### Problem statement
Convert every item below into a two-column CSV with the header row text,answer, one row per item: the item's wording under text and its answer under answer. Enclose each field in double quotes and replace any line breaks inside a field with spaces.
[START Supplied material]
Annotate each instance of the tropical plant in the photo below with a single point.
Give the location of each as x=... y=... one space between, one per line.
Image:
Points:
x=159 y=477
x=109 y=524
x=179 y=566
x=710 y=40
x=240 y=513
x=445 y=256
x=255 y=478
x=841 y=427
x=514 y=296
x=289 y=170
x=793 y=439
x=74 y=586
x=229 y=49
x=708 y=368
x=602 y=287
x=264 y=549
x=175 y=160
[END Supplied material]
### Problem solution
text,answer
"Annotate each instance of the tropical plant in the photo below with a single point. Give the location of each as x=... y=... one space between, one per line. Image: Points:","x=159 y=477 x=109 y=524 x=179 y=566 x=710 y=40 x=240 y=513 x=445 y=256 x=255 y=478 x=841 y=427 x=514 y=296 x=289 y=170 x=793 y=439 x=74 y=586 x=229 y=49 x=708 y=368 x=602 y=287 x=264 y=549 x=175 y=160"